• EXERCISE
Please extract every line from the rows below that contains the word "shop" and copy each one in full.

• EXTRACTED ENTRIES
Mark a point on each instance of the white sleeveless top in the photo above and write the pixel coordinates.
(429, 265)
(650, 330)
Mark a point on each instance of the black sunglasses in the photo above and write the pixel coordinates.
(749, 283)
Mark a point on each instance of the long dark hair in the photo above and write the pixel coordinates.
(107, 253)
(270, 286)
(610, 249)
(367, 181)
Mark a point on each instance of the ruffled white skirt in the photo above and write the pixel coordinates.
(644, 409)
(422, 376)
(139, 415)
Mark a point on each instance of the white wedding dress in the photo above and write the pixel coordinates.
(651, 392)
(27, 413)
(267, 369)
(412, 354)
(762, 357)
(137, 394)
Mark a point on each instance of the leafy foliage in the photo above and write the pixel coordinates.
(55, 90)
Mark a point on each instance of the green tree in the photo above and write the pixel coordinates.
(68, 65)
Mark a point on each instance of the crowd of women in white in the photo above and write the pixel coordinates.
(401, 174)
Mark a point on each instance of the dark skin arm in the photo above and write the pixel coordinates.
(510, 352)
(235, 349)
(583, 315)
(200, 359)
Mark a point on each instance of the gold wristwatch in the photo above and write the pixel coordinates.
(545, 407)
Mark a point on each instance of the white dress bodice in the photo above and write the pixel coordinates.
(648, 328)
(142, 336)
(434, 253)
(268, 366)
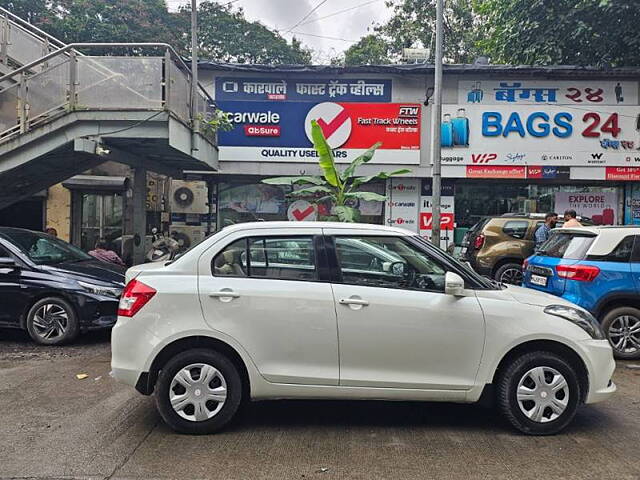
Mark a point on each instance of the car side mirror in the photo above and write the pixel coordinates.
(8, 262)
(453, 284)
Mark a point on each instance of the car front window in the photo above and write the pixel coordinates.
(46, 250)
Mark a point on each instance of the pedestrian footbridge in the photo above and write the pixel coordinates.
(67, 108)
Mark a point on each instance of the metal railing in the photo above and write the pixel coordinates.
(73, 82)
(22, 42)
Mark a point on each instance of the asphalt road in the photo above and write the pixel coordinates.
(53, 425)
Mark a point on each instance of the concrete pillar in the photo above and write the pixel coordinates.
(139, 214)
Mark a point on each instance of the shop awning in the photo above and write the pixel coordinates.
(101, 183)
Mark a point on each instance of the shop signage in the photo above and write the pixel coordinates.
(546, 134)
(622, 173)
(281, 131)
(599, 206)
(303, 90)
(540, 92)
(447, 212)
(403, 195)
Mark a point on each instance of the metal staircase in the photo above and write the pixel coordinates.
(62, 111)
---
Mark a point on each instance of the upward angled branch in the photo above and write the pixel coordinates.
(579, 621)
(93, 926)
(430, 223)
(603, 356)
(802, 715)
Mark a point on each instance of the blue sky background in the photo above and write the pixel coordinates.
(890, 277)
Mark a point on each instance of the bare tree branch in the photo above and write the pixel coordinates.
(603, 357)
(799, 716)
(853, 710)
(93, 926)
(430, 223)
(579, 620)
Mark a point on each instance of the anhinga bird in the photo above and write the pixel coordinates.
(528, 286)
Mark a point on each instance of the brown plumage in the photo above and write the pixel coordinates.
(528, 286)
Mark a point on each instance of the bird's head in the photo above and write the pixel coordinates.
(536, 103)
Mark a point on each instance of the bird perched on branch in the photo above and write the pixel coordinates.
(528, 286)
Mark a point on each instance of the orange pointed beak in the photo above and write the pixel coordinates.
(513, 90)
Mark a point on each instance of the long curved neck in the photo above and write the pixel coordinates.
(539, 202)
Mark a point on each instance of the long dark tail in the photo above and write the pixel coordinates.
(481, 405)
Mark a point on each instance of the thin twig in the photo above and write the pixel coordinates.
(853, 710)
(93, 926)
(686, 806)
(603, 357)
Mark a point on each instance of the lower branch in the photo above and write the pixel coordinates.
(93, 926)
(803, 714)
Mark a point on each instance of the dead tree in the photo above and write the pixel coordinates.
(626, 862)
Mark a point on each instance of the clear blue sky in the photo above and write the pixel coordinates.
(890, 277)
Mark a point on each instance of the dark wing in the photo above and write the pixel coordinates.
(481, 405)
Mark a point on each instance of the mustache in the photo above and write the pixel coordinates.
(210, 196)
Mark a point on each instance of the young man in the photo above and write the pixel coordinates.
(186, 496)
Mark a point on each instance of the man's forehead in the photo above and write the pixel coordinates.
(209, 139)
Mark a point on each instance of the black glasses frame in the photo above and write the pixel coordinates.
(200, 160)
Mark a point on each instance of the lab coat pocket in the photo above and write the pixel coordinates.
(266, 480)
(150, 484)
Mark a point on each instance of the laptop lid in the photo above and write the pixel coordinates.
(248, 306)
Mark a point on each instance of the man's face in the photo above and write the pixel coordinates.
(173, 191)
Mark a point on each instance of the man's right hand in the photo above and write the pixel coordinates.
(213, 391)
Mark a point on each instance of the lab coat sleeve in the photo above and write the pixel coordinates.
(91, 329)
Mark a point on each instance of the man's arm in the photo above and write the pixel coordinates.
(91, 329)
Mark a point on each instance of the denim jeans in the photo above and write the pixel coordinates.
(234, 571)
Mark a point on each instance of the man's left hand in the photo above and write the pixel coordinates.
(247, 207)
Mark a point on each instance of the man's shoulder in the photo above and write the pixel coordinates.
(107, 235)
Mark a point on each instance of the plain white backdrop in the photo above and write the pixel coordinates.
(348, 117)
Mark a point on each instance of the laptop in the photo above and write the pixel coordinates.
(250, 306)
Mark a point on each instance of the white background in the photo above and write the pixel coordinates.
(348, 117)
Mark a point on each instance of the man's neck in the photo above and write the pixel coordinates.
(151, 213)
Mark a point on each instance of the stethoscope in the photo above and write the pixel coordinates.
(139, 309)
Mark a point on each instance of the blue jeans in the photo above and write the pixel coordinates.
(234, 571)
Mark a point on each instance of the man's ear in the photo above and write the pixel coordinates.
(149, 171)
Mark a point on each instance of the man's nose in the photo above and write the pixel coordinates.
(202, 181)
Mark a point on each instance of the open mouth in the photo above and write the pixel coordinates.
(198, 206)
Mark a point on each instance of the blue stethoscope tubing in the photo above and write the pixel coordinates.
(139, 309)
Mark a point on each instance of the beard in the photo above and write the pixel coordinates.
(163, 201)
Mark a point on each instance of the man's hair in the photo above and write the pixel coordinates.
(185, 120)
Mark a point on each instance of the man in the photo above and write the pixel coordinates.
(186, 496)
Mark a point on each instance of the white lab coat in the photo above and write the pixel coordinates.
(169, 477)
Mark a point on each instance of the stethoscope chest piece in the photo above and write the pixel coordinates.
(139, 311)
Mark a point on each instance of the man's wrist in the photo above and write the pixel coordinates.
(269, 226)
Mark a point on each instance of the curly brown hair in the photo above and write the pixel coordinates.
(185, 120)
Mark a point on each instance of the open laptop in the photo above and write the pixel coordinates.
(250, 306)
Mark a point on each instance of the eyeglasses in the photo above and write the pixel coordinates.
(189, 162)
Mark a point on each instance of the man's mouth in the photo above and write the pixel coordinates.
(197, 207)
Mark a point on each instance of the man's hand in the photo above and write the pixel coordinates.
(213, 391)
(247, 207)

• SOLUTION
Mark a point on each instance of the shop awning in the photo above and write the pixel coordinates.
Mark a point on each instance of the shop signage in the photo above and write the pixel coordinates.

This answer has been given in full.